> **Task to complete**: Copy out each line of the data below in which the string "innermost" appears.

+++ Extracted entries +++

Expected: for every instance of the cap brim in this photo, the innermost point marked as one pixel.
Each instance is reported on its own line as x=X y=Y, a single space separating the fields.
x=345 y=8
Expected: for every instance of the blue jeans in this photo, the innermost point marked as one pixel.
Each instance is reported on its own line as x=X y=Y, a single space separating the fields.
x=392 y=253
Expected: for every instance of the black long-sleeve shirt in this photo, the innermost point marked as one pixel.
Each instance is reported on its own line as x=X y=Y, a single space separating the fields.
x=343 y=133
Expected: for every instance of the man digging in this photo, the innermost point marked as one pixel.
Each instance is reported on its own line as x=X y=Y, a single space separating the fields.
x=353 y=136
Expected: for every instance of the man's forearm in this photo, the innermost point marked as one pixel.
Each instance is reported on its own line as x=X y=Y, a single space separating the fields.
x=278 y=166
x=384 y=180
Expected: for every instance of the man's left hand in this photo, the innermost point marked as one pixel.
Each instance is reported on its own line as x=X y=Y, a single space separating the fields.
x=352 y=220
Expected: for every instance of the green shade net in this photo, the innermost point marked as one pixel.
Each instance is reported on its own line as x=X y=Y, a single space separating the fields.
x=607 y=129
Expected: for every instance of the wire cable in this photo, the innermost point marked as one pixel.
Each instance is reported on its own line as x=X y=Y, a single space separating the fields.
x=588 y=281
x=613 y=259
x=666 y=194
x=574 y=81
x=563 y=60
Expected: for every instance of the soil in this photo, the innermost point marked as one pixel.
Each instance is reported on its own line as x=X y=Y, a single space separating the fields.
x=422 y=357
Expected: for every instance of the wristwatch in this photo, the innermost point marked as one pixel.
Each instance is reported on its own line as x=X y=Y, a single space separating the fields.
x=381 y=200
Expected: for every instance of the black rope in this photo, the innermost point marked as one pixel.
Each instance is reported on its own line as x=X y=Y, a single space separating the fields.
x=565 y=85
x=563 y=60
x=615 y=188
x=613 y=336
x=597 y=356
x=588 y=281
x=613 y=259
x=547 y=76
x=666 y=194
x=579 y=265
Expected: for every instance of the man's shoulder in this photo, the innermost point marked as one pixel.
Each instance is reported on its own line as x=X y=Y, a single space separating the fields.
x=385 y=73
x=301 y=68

+++

> **Task output**:
Expected: for every instance of the cap brim in this photo, the innermost point marked as one pixel.
Expected: for every instance of the blue jeans in this photo, the innermost point marked as one pixel.
Expected: for every instance of the black long-sleeve shirt in this photo, the innermost point marked as one pixel.
Expected: for every instance of the man digging in this photo, the innermost point marked as one pixel.
Expected: for every instance of the man's forearm in this photo, the innermost point marked as one pixel.
Expected: for every instance of the man's left hand in this photo, the innermost point marked as one pixel.
Expected: for every instance of the green shade net in this photo, the innermost point marked as one pixel.
Expected: for every instance of the wire cable in this photo, the innermost point marked as one pixel.
Expected: for every instance of the soil in this photo, the innermost point marked as one pixel.
Expected: for every instance of the wristwatch in this photo, the innermost point marked as one pixel.
Expected: for every instance of the black rope in this photo, the innermost point marked as one pixel.
Expected: for every instance of the man's shoulder in this photo, the innermost point marked as one pixel.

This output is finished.